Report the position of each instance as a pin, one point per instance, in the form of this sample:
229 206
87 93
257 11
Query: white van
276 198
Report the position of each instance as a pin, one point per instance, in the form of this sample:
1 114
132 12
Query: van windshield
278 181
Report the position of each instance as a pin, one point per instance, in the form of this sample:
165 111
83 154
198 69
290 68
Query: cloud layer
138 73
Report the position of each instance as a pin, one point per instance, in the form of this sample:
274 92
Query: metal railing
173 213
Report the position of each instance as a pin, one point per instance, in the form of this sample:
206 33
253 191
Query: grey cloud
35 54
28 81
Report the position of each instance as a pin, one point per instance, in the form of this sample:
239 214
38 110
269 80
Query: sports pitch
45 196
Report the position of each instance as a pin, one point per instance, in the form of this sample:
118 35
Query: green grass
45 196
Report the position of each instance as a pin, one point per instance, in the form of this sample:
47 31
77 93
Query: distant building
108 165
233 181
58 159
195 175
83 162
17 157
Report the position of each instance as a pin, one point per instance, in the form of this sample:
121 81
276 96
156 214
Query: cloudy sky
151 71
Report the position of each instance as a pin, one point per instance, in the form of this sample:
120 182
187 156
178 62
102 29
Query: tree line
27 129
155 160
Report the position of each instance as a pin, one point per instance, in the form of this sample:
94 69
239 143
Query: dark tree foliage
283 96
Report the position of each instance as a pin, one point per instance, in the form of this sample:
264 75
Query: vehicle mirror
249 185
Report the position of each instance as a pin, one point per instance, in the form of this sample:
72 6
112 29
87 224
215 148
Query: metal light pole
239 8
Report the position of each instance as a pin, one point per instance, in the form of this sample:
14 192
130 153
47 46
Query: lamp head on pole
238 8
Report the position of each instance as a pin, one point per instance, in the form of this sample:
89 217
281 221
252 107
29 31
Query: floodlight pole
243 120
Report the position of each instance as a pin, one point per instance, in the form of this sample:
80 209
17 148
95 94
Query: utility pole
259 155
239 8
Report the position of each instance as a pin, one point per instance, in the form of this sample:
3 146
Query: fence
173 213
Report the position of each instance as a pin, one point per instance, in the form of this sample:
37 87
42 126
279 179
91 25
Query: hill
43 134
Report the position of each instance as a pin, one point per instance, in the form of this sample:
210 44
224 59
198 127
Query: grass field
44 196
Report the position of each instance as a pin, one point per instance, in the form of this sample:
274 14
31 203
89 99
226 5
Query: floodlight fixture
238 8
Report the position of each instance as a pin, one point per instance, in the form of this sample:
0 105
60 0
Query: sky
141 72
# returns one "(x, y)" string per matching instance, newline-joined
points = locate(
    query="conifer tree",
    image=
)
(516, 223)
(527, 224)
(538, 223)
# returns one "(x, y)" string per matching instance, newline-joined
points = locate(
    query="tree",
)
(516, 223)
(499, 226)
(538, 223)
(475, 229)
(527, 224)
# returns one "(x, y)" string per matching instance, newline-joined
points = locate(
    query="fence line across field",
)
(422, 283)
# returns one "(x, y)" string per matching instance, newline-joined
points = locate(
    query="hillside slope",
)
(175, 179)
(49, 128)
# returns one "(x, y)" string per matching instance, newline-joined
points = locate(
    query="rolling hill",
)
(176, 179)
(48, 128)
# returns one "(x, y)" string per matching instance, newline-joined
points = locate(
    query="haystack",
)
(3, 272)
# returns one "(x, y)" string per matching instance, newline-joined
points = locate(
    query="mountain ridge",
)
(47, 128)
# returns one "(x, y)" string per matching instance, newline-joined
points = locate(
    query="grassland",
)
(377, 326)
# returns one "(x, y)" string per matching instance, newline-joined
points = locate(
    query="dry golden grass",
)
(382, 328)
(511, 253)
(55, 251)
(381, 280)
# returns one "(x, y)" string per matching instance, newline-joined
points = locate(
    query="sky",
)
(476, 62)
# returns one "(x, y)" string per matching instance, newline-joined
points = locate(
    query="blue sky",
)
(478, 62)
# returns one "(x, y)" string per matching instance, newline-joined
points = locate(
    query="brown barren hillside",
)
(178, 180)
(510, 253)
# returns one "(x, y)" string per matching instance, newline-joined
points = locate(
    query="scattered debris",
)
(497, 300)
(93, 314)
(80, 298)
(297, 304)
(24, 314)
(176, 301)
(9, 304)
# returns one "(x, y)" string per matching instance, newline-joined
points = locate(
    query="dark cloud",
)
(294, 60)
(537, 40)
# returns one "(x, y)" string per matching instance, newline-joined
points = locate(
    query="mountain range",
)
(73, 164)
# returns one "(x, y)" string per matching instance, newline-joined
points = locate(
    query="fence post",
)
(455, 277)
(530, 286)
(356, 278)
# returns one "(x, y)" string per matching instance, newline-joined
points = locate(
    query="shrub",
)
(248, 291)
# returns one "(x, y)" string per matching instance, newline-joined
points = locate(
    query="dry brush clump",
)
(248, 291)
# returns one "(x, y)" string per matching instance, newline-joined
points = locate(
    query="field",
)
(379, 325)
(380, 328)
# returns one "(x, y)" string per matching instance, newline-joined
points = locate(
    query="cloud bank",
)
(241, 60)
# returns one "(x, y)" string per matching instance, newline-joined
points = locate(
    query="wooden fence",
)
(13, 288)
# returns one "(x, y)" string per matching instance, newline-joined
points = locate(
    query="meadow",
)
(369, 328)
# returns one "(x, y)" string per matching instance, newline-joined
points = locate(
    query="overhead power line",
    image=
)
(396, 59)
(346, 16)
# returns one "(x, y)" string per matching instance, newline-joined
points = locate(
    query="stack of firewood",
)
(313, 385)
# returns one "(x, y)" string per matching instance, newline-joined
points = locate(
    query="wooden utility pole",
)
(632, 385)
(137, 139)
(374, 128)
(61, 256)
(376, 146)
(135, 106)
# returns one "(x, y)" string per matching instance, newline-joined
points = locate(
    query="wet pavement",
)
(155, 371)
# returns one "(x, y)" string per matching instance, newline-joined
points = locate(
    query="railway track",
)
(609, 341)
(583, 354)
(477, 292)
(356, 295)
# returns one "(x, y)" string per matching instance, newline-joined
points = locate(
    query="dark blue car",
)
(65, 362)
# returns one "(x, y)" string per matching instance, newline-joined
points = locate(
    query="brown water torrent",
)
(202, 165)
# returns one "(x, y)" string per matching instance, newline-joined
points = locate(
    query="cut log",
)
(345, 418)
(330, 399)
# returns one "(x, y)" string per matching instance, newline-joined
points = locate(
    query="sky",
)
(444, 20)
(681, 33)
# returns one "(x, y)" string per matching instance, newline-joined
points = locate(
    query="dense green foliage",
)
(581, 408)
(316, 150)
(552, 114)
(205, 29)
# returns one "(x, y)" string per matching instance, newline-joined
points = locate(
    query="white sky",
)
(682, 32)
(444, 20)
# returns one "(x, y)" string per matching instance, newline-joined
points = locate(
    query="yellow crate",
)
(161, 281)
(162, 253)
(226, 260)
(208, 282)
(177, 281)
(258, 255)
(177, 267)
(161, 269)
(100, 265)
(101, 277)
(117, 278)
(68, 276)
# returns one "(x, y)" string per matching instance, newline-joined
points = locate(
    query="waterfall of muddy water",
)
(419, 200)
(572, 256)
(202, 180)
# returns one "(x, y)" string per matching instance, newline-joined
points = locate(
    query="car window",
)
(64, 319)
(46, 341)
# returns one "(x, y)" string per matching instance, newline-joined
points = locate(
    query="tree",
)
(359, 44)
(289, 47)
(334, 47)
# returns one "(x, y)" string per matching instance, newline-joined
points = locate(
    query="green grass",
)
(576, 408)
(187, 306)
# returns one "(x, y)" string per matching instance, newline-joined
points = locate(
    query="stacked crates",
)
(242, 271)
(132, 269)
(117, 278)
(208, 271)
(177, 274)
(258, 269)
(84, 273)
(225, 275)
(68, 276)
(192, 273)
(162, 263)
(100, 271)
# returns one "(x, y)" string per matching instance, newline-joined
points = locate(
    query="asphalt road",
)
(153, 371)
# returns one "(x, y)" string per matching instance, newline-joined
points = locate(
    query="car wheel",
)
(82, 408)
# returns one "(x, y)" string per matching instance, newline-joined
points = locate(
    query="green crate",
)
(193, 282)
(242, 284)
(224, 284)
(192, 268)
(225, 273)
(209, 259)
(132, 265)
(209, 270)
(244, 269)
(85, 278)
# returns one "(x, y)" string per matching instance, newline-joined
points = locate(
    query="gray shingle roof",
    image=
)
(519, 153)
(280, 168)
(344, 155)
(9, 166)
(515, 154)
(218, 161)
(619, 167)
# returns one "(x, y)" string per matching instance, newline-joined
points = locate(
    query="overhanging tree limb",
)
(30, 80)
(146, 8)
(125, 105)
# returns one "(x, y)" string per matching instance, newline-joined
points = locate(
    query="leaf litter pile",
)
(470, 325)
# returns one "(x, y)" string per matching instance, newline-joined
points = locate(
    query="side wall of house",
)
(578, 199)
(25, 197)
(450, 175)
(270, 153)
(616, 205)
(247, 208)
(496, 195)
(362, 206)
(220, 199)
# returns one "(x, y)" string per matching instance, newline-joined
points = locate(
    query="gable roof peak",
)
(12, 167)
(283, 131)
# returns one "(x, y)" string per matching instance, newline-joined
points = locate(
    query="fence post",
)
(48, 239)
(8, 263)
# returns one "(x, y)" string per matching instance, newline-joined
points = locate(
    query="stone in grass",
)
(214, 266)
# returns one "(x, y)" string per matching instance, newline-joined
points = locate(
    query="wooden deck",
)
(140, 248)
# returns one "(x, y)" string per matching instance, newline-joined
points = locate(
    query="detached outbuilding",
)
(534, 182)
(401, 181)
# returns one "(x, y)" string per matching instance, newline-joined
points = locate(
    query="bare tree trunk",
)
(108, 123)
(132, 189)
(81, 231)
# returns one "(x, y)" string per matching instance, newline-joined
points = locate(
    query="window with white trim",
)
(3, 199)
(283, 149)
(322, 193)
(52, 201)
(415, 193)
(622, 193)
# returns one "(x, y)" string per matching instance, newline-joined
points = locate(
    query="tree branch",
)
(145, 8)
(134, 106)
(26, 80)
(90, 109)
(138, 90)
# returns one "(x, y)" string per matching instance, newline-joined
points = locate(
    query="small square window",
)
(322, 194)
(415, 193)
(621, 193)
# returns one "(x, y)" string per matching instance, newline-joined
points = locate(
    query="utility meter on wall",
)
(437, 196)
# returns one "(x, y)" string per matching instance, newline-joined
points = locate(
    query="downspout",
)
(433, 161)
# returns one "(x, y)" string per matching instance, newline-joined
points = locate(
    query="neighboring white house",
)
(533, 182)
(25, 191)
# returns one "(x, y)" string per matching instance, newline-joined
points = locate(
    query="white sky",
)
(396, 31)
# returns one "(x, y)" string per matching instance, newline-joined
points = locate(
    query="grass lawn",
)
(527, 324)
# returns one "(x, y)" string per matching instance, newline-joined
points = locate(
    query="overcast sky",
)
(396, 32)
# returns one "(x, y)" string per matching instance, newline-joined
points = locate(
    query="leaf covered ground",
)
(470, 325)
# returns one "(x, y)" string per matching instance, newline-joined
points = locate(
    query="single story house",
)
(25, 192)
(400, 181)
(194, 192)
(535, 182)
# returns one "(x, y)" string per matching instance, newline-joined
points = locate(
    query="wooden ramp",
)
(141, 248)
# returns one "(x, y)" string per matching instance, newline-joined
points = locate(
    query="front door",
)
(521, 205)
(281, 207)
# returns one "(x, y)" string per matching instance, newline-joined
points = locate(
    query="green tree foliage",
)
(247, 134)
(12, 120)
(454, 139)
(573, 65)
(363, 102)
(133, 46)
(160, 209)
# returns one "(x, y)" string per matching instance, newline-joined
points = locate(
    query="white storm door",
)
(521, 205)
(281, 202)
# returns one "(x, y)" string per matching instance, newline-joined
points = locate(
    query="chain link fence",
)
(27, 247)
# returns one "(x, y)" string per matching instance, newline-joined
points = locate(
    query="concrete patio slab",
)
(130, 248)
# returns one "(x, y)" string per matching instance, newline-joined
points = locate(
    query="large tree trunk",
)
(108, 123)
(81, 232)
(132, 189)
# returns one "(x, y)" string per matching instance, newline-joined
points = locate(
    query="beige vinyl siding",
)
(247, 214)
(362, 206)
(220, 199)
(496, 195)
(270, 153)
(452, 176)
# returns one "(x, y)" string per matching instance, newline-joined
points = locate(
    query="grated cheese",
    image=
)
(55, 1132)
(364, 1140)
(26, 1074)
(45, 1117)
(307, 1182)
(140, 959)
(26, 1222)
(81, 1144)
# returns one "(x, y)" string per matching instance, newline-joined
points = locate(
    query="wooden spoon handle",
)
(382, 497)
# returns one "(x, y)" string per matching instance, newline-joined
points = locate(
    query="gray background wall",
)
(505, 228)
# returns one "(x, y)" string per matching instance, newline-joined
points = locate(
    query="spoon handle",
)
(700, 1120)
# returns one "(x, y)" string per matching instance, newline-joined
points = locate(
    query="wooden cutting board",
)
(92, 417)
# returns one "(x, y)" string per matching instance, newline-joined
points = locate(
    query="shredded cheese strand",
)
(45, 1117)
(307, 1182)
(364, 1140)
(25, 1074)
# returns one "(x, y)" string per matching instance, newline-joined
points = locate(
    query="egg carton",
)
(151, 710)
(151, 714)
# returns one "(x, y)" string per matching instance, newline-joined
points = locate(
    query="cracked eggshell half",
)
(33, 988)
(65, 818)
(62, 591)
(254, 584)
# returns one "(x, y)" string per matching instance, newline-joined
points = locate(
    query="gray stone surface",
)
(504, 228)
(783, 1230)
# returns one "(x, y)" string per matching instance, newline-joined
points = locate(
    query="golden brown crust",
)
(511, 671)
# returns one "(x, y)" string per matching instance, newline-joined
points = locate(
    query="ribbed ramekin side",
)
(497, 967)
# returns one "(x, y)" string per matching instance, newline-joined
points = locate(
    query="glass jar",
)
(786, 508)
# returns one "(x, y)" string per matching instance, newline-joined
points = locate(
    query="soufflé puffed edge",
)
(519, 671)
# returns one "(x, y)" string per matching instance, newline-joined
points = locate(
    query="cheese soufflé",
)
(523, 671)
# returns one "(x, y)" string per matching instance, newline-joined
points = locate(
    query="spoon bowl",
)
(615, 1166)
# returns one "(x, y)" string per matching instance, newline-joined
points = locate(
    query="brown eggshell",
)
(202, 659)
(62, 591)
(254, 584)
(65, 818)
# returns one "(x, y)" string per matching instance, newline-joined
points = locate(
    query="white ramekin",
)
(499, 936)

* * *

* **WHAT IS BEING ASKED**:
Check each line of the listing for the word "water". Report how many lines have it, and nothing more.

* **WORKED SOLUTION**:
2